━━━━━ EXTRAIT

N°1  La querelle du spectacle

 
     
 

Jacques Perriault

 
  Les simulacres de lumière : une archéologie  
     
     
 

"Alter per lucem, aut ignem". L'un par la lumière, l'autre par le feu. Kircher souligne l'alternative fondamentale. Le père jésuite de Fulda a codifié en 1641 les procédés qui permettent de montrer les choses, littéralement, à côté d'elles même, tout l'oeuvre de la magie parastatique. Dans son Ars magna lucis et umbrae, à la page 718, il rappelle les deux techniques pour représenter les choses dans un lieu obscur : le soleil, introduit par des miroirs, ou la flamme d'une lampe. Représenter signifie ici montrer. Le lieu obscur est la chambre noire, dont Descartes vient juste de constater que l'oeil d'un boeuf en respectait le principe…

A l'époque, le Grand Art consiste à canaliser la lumière dans l'obscurité en la faisant circuler de miroirs en lentilles jusqu'à la paroi. La force lumineuse d'une simple lampe à huile nous étonne encore, Pierre Bracquemond l'a montré il y a quelques années en reconstituant et en faisant fonctionner la lanterne décrite par Kircher.

Vasco Ronchi, qui a dirigé longtemps l'institut d'optique de Florence, remarquait que la science avait conservé le terme de "lux", la lumière spirituelle, et pas "lumen", pour désigner la lumière du soleil ou du feu, ce qui paraissait pourtant mieux approprié. Au XVIIe siècle, ce pli est pris depuis longtemps. Mais il intrigue. Relisons Erwin Panofsky qui a exploré les origines. Jean Scot Erigène écrit "Toute créature visible ou invisible est une lumière portée à l'existence par le Père des Lumières" et il enchaîne : "Ainsi c'est tout l'univers matériel qui devient une grande lumière, composée d'une infinité de petites lumières, qui sont comme autant de lanternes (lucernis)". Tout élément perceptible est la marque lumineuse d'un élément auquel l'Homme ne peut pas accéder directement. L'esprit humain qui s'offre à ce rayonnement (claritas) va vers sa cause transcendante qui n'est autre que Dieu.

━━━━━━━━━━

CONSIGNES:
A) Veuillez modifier l'extrait : recopiez le passage qui commence par « A l'époque, le » et s'arrête après « décrite par Kircher. », en remplaçant « lampe à huile » par « chandelle ».
B) D'après l'extrait, en quelle année Kircher a-t-il codifié les procédés de la magie parastatique ?
Les lignes qui suivent ne servent à rien ici.

━━━━━ LIGNES FOURNIES

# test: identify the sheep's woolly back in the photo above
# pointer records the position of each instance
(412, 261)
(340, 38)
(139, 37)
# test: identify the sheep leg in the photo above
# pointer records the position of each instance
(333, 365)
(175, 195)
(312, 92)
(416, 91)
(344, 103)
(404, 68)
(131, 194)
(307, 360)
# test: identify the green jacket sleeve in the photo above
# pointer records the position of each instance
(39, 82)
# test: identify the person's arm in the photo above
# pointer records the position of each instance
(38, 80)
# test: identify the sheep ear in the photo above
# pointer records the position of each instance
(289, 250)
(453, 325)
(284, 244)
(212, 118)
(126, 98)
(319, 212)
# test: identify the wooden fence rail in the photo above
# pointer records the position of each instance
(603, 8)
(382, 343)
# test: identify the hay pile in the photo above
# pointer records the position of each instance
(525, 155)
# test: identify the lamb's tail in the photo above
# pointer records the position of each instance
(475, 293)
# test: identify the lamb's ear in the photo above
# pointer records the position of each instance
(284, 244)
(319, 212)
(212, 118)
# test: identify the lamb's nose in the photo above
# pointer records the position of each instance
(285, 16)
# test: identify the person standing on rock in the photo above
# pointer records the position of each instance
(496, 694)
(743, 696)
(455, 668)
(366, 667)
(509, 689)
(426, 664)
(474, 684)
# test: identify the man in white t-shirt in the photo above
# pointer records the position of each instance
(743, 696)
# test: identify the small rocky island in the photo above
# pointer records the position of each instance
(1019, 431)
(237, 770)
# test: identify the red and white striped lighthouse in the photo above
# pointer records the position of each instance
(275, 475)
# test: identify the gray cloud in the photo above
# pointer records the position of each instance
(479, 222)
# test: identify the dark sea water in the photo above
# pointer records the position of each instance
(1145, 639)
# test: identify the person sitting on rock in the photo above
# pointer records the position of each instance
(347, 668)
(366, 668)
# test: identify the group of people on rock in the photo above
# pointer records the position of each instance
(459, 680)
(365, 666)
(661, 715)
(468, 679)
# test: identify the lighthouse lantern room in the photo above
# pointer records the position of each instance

━━━━━━━━━━

RÉPONSES:
A)
A l'époque, le Grand Art consiste à canaliser la lumière dans l'obscurité en la faisant circuler de miroirs en lentilles jusqu'à la paroi. La force lumineuse d'une simple chandelle nous étonne encore, Pierre Bracquemond l'a montré il y a quelques années en reconstituant et en faisant fonctionner la lanterne décrite par Kircher.

B) En 1641.